- [SOURCE MATERIAL]:

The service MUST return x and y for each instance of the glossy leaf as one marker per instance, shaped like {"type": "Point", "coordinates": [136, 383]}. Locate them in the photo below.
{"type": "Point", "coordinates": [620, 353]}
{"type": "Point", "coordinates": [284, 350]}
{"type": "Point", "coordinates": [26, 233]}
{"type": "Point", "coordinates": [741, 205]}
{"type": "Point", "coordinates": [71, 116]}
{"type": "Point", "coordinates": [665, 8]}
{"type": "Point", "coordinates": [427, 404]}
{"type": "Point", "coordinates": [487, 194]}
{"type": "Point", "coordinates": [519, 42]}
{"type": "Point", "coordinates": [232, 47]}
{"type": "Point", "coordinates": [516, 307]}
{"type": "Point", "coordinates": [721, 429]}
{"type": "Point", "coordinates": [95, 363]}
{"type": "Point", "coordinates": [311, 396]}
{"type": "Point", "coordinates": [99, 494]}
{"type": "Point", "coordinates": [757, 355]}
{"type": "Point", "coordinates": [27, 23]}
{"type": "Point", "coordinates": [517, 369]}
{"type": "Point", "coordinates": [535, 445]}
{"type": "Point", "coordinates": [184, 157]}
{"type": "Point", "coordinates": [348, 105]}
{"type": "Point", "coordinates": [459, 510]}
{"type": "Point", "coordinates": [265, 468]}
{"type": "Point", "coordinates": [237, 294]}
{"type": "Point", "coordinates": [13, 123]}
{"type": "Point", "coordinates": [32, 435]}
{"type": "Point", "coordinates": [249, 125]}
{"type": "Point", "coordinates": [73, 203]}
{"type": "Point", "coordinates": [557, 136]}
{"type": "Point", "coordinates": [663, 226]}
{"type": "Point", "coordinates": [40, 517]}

- [PROBLEM DETAILS]:
Render every entry above as a numbered list, one line per item, and omit any blank lines.

- [CORRECT OUTPUT]:
1. The service MUST return x and y for each instance of the glossy leaf as one marker per instance, shaped like {"type": "Point", "coordinates": [136, 383]}. Locate them in the photo below.
2. {"type": "Point", "coordinates": [620, 353]}
3. {"type": "Point", "coordinates": [284, 350]}
4. {"type": "Point", "coordinates": [26, 233]}
5. {"type": "Point", "coordinates": [741, 205]}
6. {"type": "Point", "coordinates": [71, 116]}
7. {"type": "Point", "coordinates": [665, 8]}
8. {"type": "Point", "coordinates": [427, 404]}
9. {"type": "Point", "coordinates": [487, 194]}
10. {"type": "Point", "coordinates": [519, 42]}
11. {"type": "Point", "coordinates": [232, 47]}
12. {"type": "Point", "coordinates": [516, 307]}
13. {"type": "Point", "coordinates": [721, 429]}
14. {"type": "Point", "coordinates": [95, 363]}
15. {"type": "Point", "coordinates": [311, 396]}
16. {"type": "Point", "coordinates": [99, 494]}
17. {"type": "Point", "coordinates": [757, 355]}
18. {"type": "Point", "coordinates": [27, 23]}
19. {"type": "Point", "coordinates": [517, 369]}
20. {"type": "Point", "coordinates": [535, 445]}
21. {"type": "Point", "coordinates": [184, 157]}
22. {"type": "Point", "coordinates": [348, 105]}
23. {"type": "Point", "coordinates": [459, 510]}
24. {"type": "Point", "coordinates": [265, 468]}
25. {"type": "Point", "coordinates": [237, 294]}
26. {"type": "Point", "coordinates": [13, 123]}
27. {"type": "Point", "coordinates": [32, 435]}
28. {"type": "Point", "coordinates": [249, 125]}
29. {"type": "Point", "coordinates": [73, 203]}
30. {"type": "Point", "coordinates": [557, 136]}
31. {"type": "Point", "coordinates": [663, 226]}
32. {"type": "Point", "coordinates": [40, 517]}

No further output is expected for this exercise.